Extracted data entries:

□ □ □ □ □

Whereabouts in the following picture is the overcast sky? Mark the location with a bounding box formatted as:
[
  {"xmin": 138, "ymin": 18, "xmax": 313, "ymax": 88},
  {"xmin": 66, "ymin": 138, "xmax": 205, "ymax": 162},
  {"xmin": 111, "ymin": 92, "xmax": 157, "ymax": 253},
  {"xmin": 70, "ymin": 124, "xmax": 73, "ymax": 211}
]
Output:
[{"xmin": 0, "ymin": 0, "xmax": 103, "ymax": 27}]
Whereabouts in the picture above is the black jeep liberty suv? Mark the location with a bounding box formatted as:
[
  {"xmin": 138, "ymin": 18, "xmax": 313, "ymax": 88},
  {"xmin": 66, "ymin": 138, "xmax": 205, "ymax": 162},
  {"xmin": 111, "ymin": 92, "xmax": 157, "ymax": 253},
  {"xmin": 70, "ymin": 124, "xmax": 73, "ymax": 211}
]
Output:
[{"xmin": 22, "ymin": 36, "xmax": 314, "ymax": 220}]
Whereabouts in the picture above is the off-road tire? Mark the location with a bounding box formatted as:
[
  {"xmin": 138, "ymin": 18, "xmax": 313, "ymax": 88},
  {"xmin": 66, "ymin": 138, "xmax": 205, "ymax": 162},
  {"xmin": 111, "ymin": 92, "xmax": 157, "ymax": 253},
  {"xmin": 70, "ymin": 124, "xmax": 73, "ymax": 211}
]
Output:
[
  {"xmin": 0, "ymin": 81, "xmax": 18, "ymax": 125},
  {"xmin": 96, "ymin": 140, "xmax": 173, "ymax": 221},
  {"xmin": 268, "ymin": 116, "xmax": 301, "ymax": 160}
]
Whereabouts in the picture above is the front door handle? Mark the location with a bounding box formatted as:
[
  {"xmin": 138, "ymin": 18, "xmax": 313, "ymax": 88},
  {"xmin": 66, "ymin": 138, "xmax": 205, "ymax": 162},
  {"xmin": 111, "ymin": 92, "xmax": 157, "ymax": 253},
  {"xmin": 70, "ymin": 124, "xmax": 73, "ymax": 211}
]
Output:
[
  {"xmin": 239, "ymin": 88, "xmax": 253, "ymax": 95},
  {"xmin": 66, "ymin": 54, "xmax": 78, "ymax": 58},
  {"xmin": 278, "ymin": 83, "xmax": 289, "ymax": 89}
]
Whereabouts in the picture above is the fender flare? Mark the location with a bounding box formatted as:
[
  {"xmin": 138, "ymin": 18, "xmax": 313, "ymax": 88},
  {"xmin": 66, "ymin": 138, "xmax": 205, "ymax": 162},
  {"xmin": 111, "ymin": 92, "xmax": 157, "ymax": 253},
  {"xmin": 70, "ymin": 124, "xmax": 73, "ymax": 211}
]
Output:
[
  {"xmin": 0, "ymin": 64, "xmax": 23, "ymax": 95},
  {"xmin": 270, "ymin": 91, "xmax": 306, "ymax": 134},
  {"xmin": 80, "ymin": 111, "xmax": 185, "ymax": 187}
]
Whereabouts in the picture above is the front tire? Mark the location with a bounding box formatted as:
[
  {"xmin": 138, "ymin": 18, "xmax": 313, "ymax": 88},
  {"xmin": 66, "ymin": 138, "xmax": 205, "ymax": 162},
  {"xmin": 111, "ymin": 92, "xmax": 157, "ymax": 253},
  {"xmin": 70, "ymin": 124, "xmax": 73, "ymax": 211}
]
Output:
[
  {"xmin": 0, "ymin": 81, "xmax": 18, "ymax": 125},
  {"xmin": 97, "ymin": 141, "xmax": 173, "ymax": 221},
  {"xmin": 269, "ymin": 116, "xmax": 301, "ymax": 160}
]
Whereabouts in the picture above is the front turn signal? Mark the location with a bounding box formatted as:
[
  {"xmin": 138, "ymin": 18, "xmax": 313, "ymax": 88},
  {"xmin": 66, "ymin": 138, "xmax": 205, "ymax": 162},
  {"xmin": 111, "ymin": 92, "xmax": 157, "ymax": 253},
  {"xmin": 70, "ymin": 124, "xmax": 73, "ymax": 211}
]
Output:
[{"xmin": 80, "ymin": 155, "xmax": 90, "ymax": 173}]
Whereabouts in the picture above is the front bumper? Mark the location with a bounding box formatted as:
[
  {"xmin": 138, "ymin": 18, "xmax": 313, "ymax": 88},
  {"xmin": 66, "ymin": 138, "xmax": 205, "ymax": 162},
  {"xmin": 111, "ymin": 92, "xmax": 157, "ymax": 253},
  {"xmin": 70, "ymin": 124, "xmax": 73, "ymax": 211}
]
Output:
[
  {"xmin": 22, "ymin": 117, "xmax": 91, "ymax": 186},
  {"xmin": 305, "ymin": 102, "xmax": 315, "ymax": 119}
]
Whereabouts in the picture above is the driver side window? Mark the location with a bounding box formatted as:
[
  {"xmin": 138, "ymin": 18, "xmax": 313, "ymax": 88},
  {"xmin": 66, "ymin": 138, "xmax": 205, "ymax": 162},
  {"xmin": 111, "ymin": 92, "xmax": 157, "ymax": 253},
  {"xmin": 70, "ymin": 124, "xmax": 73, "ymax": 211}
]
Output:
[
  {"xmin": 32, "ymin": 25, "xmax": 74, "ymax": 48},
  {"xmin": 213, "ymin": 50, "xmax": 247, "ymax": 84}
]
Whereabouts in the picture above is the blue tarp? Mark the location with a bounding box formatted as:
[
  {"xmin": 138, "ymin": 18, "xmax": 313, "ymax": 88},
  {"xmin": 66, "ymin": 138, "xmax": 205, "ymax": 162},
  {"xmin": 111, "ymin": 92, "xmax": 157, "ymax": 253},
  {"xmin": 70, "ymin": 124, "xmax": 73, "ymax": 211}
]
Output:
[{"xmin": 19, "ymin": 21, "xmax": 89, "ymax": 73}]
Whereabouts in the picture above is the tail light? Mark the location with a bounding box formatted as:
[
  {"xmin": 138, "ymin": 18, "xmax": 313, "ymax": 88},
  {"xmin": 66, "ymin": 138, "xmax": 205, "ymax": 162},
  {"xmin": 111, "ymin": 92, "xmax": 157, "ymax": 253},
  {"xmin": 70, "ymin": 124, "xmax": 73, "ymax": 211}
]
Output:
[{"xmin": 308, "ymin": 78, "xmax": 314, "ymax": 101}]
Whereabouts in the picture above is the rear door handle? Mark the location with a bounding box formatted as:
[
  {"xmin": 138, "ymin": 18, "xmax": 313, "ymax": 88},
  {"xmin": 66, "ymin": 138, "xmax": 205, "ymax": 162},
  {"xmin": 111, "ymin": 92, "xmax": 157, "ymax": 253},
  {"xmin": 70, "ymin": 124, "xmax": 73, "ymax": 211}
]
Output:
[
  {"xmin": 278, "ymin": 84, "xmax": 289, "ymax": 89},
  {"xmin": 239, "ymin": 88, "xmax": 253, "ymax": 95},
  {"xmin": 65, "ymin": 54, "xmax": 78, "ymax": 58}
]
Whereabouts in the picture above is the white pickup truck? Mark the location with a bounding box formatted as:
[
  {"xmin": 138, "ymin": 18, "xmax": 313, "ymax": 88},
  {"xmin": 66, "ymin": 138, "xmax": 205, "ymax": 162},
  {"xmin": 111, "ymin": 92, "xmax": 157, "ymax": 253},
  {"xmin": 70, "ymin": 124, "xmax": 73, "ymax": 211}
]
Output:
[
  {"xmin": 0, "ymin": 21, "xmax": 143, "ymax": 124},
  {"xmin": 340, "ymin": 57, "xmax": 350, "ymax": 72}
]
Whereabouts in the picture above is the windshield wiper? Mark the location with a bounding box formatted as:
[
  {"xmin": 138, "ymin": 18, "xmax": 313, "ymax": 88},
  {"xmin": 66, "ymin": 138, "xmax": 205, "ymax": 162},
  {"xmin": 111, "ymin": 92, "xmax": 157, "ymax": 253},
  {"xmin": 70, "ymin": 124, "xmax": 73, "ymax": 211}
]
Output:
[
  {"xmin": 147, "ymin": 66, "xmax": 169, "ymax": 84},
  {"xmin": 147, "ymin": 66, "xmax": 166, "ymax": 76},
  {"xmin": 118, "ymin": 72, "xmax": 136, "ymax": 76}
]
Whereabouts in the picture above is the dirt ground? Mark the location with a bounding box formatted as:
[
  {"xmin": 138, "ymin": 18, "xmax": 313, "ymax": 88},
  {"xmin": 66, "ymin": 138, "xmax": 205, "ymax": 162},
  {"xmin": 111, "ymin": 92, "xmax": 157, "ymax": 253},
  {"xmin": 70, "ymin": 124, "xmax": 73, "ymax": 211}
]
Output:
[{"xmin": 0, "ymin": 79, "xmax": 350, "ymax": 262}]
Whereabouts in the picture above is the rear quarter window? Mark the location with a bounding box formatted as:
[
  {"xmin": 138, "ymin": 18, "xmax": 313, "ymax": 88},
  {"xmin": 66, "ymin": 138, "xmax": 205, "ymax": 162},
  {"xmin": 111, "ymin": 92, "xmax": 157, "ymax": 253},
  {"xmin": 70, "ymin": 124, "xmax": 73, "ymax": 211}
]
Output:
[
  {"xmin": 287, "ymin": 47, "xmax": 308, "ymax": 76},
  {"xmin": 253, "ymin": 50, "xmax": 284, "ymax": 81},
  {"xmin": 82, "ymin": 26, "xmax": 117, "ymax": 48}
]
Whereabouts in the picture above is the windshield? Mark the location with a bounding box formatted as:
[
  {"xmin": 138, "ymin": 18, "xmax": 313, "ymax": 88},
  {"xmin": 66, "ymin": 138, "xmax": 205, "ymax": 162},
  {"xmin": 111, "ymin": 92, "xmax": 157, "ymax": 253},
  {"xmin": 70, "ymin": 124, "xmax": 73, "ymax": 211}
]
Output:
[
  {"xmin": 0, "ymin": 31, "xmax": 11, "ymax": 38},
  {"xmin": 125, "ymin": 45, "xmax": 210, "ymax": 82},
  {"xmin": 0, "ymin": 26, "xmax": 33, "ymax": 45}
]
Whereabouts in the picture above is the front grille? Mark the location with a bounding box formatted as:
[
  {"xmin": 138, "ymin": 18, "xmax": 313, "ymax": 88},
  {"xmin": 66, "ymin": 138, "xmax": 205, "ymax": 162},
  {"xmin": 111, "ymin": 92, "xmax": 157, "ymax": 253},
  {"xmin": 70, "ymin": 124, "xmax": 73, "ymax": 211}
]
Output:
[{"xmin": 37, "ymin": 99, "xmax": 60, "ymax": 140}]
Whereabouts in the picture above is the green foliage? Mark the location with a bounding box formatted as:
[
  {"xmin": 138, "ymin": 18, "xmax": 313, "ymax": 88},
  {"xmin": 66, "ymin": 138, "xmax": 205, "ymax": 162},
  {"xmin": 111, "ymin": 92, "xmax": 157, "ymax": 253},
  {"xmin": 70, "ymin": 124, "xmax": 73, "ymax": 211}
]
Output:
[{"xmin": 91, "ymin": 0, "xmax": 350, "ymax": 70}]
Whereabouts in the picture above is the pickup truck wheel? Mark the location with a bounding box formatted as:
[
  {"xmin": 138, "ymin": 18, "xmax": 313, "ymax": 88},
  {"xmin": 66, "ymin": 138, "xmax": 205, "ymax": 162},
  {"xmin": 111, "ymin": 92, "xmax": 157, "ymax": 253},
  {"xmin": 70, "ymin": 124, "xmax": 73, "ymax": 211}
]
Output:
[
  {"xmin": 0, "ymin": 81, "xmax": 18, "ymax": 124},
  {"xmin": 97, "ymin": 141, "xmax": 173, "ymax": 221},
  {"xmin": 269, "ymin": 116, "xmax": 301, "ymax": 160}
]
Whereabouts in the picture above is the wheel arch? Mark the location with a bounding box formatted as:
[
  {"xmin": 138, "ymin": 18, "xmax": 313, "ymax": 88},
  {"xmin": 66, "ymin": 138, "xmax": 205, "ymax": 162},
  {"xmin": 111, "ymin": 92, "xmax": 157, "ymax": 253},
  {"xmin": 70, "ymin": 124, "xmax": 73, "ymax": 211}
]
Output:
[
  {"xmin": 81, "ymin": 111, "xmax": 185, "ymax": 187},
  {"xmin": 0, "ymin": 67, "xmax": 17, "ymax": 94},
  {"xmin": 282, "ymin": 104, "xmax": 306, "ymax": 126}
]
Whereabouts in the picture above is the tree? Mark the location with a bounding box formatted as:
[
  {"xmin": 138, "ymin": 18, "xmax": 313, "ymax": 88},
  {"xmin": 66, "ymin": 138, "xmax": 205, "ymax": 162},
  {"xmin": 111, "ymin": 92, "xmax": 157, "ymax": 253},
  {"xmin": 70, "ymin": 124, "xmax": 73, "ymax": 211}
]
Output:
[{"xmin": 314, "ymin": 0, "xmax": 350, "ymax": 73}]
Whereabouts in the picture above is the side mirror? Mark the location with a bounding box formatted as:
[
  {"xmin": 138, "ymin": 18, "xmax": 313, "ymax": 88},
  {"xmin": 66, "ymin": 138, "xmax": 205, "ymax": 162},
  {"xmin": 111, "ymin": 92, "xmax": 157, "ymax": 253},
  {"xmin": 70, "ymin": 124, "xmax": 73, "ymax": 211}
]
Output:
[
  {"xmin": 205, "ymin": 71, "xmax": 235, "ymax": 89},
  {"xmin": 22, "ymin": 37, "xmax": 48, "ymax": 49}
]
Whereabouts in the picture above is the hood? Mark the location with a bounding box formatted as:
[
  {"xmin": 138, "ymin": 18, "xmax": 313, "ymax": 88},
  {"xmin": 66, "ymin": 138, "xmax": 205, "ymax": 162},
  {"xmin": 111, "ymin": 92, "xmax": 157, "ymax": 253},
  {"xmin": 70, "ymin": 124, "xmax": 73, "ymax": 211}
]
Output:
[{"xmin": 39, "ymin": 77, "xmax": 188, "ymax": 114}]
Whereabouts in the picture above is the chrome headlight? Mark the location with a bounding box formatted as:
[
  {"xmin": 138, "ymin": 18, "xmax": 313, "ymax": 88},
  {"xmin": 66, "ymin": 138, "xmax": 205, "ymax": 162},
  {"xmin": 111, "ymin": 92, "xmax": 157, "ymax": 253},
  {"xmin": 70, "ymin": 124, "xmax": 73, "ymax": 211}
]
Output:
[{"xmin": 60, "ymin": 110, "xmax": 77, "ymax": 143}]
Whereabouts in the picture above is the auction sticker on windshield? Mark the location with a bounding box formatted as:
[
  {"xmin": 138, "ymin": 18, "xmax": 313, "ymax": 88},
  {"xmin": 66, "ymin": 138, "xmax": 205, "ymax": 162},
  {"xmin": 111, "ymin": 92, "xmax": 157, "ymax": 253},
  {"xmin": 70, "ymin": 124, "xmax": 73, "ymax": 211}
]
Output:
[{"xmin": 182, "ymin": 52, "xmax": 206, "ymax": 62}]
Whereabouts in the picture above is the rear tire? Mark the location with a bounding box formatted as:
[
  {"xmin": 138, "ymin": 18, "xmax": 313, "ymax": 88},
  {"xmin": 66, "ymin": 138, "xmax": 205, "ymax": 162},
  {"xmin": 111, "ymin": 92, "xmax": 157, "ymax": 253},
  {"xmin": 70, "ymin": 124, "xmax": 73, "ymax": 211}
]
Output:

□ □ □ □ □

**DESCRIPTION OF THE TASK:** Identify every line in the items above that contains the word "door", and copy each of those lines.

**SOLUTION FOR THIS PROBLEM:**
Whereabouts in the picture above is the front door handle? Mark the location with a bounding box formatted as:
Whereabouts in the picture above is the rear door handle? Mark the location with a bounding box formatted as:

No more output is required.